**Text:**
* * * * * * *

Venture Capitalists Grossed Out by Brilliant Breast Pump

A businesswoman stands with her head buried in her hands.

Bloomberg just did a fascinating piece on Janica Alvarez’s dive into the deep-end of venture capitalism. The creator of the Naya breast pump and mother of three encountered some truly strange and even gross sexism while pursuing funding for her startup company, Naya Health Inc., among venture capitalists.

Investors wanted to know how she’d be able to run a startup while also raising her children. Another commented on her body and asked how a mother of three stays in such good shape. Others said they were too grossed out to touch her product or pleaded ignorance about how a breast pump works. “Investors would say, ‘Let me go talk to my sister; let me go talk to my wife,’” Alvarez said.

Ninety-three percent of venture capitalists are men who are apparently simply clueless when it comes to products designed specifically for women. The Naya breast pump has soft suction cups that cover a wider area of the breast, pumping 30 percent more breast milk, 20 percent faster than the leading alternatives. Any woman who has ever had to attach herself to a pump is drooling right now at the thought of just trying out a Naya. The product has received good reviews from both Wired and The New York Times. It’s even established a solid fan base among pumping moms looking for comfort and efficiency. The problem is that the product comes with a hefty price tag: $999. The typical Medela pump most women use is $250 and covered by insurance.

* * * * * * *

**Task directions:**
Please repeat the breast pump text word for word, from "Ninety-three percent of" to "covered by insurance.".

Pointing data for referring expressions
* * * * * * *

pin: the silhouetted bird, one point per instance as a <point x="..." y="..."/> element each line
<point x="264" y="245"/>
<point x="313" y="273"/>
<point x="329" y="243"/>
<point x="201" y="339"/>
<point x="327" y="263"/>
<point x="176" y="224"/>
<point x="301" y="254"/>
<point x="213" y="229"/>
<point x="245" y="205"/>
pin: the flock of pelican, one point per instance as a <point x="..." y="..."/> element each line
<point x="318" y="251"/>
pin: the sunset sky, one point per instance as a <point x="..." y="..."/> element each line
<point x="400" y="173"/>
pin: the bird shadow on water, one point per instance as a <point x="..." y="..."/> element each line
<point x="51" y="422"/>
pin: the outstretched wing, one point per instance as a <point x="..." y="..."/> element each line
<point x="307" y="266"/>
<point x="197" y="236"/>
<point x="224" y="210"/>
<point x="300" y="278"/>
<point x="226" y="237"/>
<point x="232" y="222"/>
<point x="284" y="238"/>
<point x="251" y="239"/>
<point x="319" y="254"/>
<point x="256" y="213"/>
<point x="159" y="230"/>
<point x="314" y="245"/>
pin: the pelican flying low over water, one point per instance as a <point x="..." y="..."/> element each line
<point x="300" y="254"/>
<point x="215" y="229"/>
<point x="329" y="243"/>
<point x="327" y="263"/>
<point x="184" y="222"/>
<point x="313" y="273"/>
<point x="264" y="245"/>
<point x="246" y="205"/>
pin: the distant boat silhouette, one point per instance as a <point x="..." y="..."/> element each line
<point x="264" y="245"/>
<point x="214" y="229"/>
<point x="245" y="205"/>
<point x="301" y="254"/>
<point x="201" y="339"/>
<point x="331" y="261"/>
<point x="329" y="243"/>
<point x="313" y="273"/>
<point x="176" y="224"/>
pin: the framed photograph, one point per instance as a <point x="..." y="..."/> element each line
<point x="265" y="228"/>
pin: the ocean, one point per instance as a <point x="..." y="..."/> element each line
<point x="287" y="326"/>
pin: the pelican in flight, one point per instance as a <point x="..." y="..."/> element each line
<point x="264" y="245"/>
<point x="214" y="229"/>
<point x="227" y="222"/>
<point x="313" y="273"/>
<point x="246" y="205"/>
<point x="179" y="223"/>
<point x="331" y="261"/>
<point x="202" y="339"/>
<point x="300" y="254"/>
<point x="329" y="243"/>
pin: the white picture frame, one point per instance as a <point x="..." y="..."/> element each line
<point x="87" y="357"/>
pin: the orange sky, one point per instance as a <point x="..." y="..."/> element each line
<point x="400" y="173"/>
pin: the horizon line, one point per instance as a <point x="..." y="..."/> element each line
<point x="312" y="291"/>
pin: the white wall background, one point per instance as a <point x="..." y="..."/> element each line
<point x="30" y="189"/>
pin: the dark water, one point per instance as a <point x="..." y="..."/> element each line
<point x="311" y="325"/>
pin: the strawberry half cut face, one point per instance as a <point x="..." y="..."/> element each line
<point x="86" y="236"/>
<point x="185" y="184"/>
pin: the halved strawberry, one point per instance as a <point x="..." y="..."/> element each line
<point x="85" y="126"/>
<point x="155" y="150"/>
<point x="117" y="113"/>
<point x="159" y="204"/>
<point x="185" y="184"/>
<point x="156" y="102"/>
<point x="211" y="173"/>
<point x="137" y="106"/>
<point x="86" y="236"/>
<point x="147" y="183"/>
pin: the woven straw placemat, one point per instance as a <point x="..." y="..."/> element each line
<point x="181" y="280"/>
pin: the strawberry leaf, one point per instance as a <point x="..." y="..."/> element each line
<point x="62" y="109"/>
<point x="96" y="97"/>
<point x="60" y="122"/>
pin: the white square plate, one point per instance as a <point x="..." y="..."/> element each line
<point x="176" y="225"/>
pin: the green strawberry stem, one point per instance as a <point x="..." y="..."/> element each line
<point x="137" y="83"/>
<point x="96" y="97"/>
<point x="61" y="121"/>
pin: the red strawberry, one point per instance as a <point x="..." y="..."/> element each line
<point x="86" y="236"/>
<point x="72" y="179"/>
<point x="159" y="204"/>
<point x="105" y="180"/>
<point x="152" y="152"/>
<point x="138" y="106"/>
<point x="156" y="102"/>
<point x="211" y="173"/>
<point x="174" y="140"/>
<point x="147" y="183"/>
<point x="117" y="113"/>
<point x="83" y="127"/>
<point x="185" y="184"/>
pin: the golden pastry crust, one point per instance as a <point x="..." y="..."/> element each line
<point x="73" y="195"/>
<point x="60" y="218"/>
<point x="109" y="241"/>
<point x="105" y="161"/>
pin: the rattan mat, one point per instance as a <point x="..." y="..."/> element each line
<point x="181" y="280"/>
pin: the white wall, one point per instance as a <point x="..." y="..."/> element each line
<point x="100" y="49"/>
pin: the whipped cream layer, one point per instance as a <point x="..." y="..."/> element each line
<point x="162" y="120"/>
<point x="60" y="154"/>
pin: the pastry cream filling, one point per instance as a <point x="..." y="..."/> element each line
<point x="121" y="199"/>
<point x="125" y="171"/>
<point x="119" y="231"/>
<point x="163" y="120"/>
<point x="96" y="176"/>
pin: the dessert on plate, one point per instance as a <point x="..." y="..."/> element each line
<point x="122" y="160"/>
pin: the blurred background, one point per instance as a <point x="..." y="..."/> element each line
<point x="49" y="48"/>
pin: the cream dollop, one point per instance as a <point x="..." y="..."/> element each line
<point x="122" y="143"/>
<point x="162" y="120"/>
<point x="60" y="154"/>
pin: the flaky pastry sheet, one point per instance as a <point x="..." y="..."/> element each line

* * * * * * *

**Written solution:**
Ninety-three percent of venture capitalists are men who are apparently simply clueless when it comes to products designed specifically for women. The Naya breast pump has soft suction cups that cover a wider area of the breast, pumping 30 percent more breast milk, 20 percent faster than the leading alternatives. Any woman who has ever had to attach herself to a pump is drooling right now at the thought of just trying out a Naya. The product has received good reviews from both Wired and The New York Times. It’s even established a solid fan base among pumping moms looking for comfort and efficiency. The problem is that the product comes with a hefty price tag: $999. The typical Medela pump most women use is $250 and covered by insurance.